● **Material shown**
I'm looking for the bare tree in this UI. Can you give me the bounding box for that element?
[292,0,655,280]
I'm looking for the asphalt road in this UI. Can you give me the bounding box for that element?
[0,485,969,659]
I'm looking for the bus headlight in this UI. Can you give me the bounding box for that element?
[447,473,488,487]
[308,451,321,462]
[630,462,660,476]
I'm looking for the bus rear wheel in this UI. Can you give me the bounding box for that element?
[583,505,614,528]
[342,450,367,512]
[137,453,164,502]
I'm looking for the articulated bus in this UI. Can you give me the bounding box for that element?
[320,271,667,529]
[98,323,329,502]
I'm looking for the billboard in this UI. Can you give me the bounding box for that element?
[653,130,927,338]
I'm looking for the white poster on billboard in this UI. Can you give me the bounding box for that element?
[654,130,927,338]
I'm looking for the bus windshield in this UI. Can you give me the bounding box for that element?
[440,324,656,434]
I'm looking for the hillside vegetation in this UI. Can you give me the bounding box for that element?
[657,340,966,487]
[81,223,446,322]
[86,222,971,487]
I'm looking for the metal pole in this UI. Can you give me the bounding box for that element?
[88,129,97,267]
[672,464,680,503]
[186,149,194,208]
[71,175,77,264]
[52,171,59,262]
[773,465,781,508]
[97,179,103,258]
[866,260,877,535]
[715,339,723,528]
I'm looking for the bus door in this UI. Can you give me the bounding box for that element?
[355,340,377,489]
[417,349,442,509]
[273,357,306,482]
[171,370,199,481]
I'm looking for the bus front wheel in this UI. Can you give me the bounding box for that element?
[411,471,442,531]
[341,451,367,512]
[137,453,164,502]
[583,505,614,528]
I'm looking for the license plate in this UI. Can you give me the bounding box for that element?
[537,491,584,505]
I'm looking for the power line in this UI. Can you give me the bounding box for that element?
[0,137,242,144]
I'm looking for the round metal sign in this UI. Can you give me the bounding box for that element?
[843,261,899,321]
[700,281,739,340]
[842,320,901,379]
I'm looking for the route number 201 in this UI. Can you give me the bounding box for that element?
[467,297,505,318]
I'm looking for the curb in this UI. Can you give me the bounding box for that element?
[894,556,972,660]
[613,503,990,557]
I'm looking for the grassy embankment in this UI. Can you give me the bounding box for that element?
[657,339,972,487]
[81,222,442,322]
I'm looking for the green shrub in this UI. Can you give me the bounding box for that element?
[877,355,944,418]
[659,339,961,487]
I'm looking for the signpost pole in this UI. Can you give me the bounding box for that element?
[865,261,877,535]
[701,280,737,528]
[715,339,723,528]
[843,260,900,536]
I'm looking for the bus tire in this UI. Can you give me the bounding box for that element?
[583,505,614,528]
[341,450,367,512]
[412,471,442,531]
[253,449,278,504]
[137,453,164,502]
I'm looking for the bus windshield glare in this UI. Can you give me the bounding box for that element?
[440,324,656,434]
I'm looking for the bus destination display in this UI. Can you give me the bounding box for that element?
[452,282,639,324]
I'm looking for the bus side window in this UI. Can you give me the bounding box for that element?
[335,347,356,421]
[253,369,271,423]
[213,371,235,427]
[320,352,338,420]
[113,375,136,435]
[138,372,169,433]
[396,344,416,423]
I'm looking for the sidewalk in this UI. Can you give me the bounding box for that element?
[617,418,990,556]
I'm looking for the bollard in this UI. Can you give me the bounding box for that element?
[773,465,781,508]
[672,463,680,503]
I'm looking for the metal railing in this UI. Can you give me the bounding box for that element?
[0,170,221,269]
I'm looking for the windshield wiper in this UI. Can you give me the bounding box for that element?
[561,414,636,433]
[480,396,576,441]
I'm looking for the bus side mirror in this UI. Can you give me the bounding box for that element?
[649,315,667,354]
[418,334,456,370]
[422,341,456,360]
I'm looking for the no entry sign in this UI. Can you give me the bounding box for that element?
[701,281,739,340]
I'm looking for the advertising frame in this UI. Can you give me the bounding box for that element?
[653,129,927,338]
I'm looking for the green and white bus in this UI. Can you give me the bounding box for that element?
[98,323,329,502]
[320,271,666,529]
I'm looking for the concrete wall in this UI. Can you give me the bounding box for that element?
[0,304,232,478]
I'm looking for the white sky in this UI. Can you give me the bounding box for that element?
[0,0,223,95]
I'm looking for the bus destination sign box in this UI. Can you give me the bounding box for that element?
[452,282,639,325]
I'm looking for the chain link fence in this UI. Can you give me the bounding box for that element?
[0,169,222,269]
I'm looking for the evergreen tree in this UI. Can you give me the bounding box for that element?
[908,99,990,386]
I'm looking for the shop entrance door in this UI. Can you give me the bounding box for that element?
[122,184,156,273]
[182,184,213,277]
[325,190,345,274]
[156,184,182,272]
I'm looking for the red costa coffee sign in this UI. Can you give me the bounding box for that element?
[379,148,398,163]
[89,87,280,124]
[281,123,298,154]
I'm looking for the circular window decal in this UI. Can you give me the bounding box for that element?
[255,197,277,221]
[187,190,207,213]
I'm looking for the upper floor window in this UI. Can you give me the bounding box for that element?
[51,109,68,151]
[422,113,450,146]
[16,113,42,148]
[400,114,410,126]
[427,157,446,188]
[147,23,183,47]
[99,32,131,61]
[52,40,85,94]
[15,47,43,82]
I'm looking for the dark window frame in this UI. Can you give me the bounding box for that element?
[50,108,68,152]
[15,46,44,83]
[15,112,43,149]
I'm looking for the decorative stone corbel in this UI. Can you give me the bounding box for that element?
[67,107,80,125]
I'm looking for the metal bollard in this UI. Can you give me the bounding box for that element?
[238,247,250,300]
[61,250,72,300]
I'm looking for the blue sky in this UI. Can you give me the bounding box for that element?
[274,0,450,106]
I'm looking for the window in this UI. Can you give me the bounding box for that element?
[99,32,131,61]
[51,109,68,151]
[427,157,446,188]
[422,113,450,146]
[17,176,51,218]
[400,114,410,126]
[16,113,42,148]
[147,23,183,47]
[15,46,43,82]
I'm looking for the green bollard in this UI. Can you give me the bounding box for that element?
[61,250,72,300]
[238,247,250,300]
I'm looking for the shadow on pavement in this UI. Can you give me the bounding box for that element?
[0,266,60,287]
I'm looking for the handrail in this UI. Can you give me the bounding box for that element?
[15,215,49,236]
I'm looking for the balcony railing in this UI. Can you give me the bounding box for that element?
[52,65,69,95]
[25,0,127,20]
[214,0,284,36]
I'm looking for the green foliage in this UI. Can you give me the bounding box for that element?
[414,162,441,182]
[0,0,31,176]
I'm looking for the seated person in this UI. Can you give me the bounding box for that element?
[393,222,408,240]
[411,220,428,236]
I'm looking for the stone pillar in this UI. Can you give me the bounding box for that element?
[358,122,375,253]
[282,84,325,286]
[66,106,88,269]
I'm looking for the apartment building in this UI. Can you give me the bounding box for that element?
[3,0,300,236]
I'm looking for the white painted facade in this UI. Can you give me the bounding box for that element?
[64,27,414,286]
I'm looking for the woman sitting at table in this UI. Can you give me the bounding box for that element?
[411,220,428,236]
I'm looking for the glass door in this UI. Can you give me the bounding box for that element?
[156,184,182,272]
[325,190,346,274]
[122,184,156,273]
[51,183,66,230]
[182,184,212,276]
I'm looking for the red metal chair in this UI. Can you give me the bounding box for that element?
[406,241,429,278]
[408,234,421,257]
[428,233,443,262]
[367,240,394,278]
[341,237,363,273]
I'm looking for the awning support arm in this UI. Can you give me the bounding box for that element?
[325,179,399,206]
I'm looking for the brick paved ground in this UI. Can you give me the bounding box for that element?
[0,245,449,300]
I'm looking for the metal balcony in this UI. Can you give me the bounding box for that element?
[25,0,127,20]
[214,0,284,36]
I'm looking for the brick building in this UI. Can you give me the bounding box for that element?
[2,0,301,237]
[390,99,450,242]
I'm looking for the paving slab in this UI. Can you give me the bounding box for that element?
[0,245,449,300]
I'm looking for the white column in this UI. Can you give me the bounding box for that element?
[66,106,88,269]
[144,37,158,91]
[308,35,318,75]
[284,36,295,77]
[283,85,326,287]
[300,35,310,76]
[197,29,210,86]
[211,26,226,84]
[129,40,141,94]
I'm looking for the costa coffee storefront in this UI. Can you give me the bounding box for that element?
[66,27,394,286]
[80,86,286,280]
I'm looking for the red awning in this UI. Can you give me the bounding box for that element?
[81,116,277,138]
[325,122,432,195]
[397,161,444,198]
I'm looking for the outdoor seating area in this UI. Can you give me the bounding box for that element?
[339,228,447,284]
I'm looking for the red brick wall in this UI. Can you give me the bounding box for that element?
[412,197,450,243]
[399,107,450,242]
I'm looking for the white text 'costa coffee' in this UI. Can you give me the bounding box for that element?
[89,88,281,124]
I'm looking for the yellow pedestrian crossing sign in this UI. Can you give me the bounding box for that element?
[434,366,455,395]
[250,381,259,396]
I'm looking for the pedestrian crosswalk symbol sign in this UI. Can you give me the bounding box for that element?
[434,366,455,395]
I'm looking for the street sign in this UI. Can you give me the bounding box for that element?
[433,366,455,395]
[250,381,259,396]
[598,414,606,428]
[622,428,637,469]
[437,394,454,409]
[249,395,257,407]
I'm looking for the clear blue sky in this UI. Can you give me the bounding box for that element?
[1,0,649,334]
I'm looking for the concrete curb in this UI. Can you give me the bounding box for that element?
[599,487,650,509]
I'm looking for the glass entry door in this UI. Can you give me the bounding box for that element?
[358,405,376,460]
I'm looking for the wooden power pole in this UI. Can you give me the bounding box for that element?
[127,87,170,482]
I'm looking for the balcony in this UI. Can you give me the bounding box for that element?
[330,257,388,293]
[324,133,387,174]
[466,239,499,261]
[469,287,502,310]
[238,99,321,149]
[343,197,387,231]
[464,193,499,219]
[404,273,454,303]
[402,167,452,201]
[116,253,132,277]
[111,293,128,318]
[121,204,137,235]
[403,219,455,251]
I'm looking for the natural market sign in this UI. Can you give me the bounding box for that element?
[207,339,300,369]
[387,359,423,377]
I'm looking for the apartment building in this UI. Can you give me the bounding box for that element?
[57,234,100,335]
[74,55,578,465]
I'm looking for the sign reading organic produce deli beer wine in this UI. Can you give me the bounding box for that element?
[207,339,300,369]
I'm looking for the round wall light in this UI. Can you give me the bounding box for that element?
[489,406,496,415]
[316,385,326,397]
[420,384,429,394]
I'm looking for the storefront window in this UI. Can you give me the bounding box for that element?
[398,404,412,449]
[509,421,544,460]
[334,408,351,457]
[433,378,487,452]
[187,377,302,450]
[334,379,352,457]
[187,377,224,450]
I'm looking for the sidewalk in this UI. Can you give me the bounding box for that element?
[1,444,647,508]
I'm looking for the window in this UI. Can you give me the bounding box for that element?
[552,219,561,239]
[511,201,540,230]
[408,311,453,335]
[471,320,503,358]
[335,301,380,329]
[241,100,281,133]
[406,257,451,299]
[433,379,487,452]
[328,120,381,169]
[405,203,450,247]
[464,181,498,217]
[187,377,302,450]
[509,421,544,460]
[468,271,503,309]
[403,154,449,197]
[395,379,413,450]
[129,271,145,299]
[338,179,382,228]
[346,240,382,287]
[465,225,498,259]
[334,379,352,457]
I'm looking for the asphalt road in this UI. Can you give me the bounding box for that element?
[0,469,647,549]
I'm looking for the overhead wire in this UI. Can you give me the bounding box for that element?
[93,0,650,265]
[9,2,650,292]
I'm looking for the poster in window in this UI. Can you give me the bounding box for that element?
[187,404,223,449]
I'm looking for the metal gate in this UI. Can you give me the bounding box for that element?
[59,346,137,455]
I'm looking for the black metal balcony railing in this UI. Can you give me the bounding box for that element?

● **Exercise details**
Everything from the line containing "I'm looking for the poster" through the last line above should be set down exactly; include no other lines.

● **Exercise result**
I'm looking for the poster in window in this UI. Can you give me the bounding box for that element?
[187,404,223,449]
I'm looking for the metal gate in this UI. Can you give me the bounding box for that element?
[59,346,137,455]
I'm looking for the black metal balcony railing in this UI. Can you give me the bounding box for that element?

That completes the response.